* Zu erledigende Aufgaben
• A. Gib den Abschnitt aus dem Text über die Bar Liberté erneut wieder, beginnend bei „Auch das Bar“ und endend bei „Selbstbeherrschung.“. Tausche dabei „Pistaziencroissants“ gegen „Mandelcroissants“ aus.
• B. Beantworte anhand des Textes über die Bar Liberté diese Fragen:
(i) Welche Bar gilt als Vorbild für das gastronomische Konzept?
(ii) Der Leitspruch welcher Modemarke lieferte die Grundlage für den Namen „Liberté“?
(iii) Von welchem Betrieb stammen Gebäck und Croissants?
• C. Schreibe den Text über die Bar Liberté im Anschluss an seinen letzten Satz weiter.

* Ausgewählter Text
◆ ◆ ◆ ◆

EGALITÉ – ENTWICKLUNG AUF

AUGENHÖHE

„Wir haben das hier gemeinsam entwickelt, und jeder hat seine Zuständigkeit“, erzählt Michal. Hinter dem gastronomischen Konzept der Bar Liberté steckt ein großes Vorbild – und damit der wohl bekannteste Name der deutschen Bar-Szene: die Schumann’s Tages-Bar in München. „Ich liebe diesen Ort, weil es da so oldschool ist. Am Anfang hatte ich vor, das Wort ‚Tages-Bar‘ auch irgendwie im Namen unterzubringen“, erzählt Michal. Die bessere Idee habe dann aber Leo gehabt, abgeleitet vom Leitspruch der kleinen Modemarke ‚Maison Bourgeoise‘, die Michal vor einigen Jahren gegründet hat: Aus ‚Liberté, Egalité, Champagné‘ wurde kurz: Liberté.

Auch das Bar Liberté-Team trägt bei der Arbeit Stücke aus der hauseigenen Kollektion: Blaue Workwear-Jacken, geschmückt mit einer Tricolore-Rosette. Leo möchte mir die Weine von Concept Riesling vorstellen, so heißt der Händler, über den das Liberté-Team seine Weine bezieht. Der Goldatzel-Riesling sei ihr Bestseller, fruchtig, zitronig, mit leichter Mineralität. Ich schmecke auch etwas Erdiges heraus. Ein interessanter, aber trotzdem leichter Wein. „Gebäck und Croissants kommen von ‚Pure Pastry‘ aus Düsseldorf und sollen künftig um herzhafte Snacks ergänzt werden“, erzählt der 22-Jährige. Auch wenn schon Abend ist – diese Pistaziencroissants brechen auch die härteste

Selbstbeherrschung.

◆ ◆ ◆ ◆

* Bereitgestelltes Material
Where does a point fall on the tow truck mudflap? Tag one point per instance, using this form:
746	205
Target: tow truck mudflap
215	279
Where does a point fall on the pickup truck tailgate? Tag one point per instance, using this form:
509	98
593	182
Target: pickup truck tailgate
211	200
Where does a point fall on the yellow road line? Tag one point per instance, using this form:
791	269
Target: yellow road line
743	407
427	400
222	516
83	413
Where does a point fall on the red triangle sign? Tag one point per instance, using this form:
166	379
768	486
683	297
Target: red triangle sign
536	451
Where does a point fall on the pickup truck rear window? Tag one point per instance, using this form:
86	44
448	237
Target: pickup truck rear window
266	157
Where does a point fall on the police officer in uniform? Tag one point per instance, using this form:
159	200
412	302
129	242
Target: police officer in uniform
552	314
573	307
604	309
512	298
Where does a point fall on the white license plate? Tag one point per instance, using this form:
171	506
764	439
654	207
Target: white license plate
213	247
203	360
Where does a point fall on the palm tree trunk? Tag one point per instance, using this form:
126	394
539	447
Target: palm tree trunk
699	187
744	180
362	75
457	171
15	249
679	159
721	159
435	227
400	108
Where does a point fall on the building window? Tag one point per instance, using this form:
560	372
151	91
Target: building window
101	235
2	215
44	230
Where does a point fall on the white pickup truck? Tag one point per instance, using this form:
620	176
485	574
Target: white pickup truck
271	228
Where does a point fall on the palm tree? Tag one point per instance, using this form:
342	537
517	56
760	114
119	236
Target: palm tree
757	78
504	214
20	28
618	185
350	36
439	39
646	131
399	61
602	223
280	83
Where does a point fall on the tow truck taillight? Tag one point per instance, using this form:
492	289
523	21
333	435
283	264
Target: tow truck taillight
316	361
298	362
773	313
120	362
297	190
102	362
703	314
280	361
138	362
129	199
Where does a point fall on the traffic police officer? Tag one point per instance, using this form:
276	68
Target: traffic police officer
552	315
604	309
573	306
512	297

◆ ◆ ◆ ◆

* Ergebnisse je Aufgabe
• A.
Auch das Bar Liberté-Team trägt bei der Arbeit Stücke aus der hauseigenen Kollektion: Blaue Workwear-Jacken, geschmückt mit einer Tricolore-Rosette. Leo möchte mir die Weine von Concept Riesling vorstellen, so heißt der Händler, über den das Liberté-Team seine Weine bezieht. Der Goldatzel-Riesling sei ihr Bestseller, fruchtig, zitronig, mit leichter Mineralität. Ich schmecke auch etwas Erdiges heraus. Ein interessanter, aber trotzdem leichter Wein. „Gebäck und Croissants kommen von ‚Pure Pastry‘ aus Düsseldorf und sollen künftig um herzhafte Snacks ergänzt werden“, erzählt der 22-Jährige. Auch wenn schon Abend ist – diese Mandelcroissants brechen auch die härteste

Selbstbeherrschung.

• B.
(i) Die Schumann’s Tages-Bar in München.
(ii) Der Leitspruch der Modemarke ‚Maison Bourgeoise‘.
(iii) Von ‚Pure Pastry‘ aus Düsseldorf.

• C.
CHAMPAGNÉ – HOCHWERTIG

GENIESSEN

Aber wie kommt man denn nun als Einzelhändler und Modeexperte auf den Gedanken, eine Gastronomie zu führen? „Ich liebe es, in Restaurants zu gehen. Das gibt mir natürlich nicht die Fähigkeit, ein Gastronom zu werden. Ich bin auch keiner, das ist mir wichtig zu betonen. Ich bin kein Gastronom, ich bin ein Gastgeber. Als solcher verstehe ich mich auch in den Modeläden.

Und nachdem ich von Köser aus monatelang auf dieses wunderschöne, leere Gebäude gegenüber schauen musste, habe ich mich eines Tages einfach entschieden, das jetzt selber in die Hand zu nehmen und auch hier Gastgeber zu sein“, sagt Michal und lacht. Herzstück der Bar Liberté sei für ihn der große Holztisch, an dem bis zu 20 Personen Platz finden. „Ich liebe große, alte Tische. Ein Tisch ist für mich ein Symbol des Austausches. Und das passiert hier.“ Und auch, wer allein kommt, hat – sofern sich nicht ohnehin ein nettes Gespräch ergibt – eine gute Zeit.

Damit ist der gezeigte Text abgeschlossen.